Task directions: Could you return all of the data exactly as given?

##### Data extracts #####

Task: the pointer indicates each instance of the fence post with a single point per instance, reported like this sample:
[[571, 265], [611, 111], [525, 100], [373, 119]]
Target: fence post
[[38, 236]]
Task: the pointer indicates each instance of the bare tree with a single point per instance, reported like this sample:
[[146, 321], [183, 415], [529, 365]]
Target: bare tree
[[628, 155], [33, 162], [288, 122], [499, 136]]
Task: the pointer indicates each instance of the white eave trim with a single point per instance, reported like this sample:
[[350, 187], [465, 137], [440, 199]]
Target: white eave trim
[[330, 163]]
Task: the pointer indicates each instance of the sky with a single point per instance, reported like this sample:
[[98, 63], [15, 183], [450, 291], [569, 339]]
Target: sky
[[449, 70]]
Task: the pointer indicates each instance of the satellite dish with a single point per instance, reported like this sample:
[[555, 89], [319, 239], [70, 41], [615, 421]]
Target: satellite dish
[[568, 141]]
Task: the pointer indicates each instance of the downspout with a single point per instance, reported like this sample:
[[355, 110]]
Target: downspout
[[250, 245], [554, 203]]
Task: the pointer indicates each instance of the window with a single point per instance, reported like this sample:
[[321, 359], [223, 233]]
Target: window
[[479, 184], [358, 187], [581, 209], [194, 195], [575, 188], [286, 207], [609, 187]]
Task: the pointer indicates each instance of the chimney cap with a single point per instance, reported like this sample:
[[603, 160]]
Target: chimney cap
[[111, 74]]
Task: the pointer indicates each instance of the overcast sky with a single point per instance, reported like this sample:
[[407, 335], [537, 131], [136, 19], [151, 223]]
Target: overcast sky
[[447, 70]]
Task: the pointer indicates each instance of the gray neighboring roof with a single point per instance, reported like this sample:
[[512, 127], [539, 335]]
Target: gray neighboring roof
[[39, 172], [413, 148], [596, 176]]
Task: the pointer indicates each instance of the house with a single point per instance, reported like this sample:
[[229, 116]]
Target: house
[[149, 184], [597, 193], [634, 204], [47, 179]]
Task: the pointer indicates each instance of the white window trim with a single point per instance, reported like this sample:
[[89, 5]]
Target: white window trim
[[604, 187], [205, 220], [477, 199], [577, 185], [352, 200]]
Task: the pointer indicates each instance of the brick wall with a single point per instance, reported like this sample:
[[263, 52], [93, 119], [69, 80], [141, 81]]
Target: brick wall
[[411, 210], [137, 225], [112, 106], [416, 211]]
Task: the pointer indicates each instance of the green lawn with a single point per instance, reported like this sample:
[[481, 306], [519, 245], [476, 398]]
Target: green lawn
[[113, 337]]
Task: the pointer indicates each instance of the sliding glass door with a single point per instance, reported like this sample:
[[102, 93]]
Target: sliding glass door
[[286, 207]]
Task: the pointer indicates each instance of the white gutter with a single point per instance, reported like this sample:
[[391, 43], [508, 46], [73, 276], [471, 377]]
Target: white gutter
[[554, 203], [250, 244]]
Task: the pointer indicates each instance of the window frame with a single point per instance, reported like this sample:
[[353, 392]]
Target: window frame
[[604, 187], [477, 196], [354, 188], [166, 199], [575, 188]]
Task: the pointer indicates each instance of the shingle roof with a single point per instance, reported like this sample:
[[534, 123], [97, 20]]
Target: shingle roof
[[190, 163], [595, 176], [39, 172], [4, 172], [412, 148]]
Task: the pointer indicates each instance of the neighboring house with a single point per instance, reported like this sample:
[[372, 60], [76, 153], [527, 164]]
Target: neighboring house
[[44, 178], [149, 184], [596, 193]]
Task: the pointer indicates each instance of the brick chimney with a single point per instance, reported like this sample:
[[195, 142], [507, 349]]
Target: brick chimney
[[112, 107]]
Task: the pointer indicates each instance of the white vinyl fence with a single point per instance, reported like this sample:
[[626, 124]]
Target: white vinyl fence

#####

Completed exercise:
Task: the pointer indicates each instance of the fence post with a single point per instance, reported like this sample:
[[571, 265], [611, 111], [525, 100], [373, 119]]
Target: fence post
[[38, 236]]
Task: the pointer indicates each instance of the bare tree with a single point per instance, reported like this sample:
[[146, 321], [183, 415], [529, 365]]
Target: bare tree
[[628, 155], [33, 162], [288, 122], [499, 136]]
Task: the pointer indicates each instance of the white eave trim with a single point per instance, reported like this sample:
[[350, 187], [465, 137], [440, 199]]
Target: white eave trim
[[330, 163]]
Task: the pointer indicates each instance of the sky with a single point per instance, reported like this sample:
[[98, 63], [15, 183], [450, 291], [569, 339]]
Target: sky
[[449, 70]]
Task: the pointer indicates each instance of the satellite dish with a single point per instance, reported like this sample:
[[555, 89], [319, 239], [70, 41], [615, 421]]
Target: satellite dish
[[568, 141]]
Task: the pointer indicates each instance of the downspout with a single point per instance, reported like this sample:
[[355, 110]]
Target: downspout
[[250, 245], [554, 203]]
Task: the pointer indicates each instance of the window with a single point per instance, reported like this sample:
[[321, 359], [223, 233]]
Target: window
[[479, 184], [358, 187], [581, 209], [194, 195], [575, 188], [286, 207], [609, 187]]
Task: the pointer indicates each instance of the chimney cap with a single point per instance, reported like this sample:
[[603, 160]]
Target: chimney cap
[[111, 74]]
Task: the pointer indicates each instance of the overcast sky with a single point per instance, reported like this sample:
[[407, 335], [537, 131], [136, 19], [151, 223]]
Target: overcast sky
[[447, 70]]
Task: the pointer indicates each instance of the gray neighboring roof with a single point per instance, reported like this sample:
[[512, 127], [539, 335]]
Target: gray neighboring roof
[[39, 172], [413, 148], [596, 176]]
Task: the pointer indicates each instance of the house with a single point per instance, reported like this sample:
[[229, 116]]
Target: house
[[149, 184], [597, 193], [634, 204], [47, 179]]
Task: the pointer indicates each instance of the white window trim with a single point per instance, reported like this sample:
[[89, 5]]
Target: white window trim
[[604, 187], [205, 220], [477, 199], [577, 185], [352, 200]]
Task: the pointer indicates each instance of the brick wall with a single point per instance, reported like this sample:
[[263, 52], [93, 119], [69, 80], [141, 81]]
Target: brick wall
[[411, 210], [137, 225], [112, 106], [416, 211]]
Task: the pointer indicates each instance of the green lawn with a single point per instance, reported like this sample:
[[481, 306], [519, 245], [476, 398]]
Target: green lawn
[[113, 337]]
Task: the pointer indicates each instance of the sliding glass door with a single point per instance, reported like this sample:
[[102, 93]]
Target: sliding glass door
[[286, 207]]
Task: the pointer indicates each instance of the white gutter with a single point per instance, reported like this sample:
[[391, 43], [508, 46], [73, 276], [471, 377]]
Target: white gutter
[[554, 203], [250, 244]]
Task: the pointer indicates each instance of the window frame with a single point per instance, reported like this sample:
[[353, 392]]
Target: window frame
[[604, 187], [477, 196], [354, 188], [166, 199], [575, 188]]
Task: the pointer indicates each instance of the shingle roof with a single point per instance, reported like this sample:
[[534, 123], [97, 20]]
Target: shingle roof
[[190, 163], [595, 176], [39, 172], [4, 172], [412, 148]]
Task: the pointer indicates each instance of the neighboring house with a single point per instance, reported like this sample:
[[372, 60], [76, 153], [527, 164]]
Target: neighboring house
[[44, 178], [149, 184], [596, 193]]
Task: the pointer indicates each instance of the brick chimney with a single point per instance, reported like this sample:
[[195, 142], [507, 349]]
Target: brick chimney
[[112, 107]]
Task: the pointer indicates each instance of the white vinyl fence with a single point per instance, reported like this sample:
[[626, 124]]
Target: white vinyl fence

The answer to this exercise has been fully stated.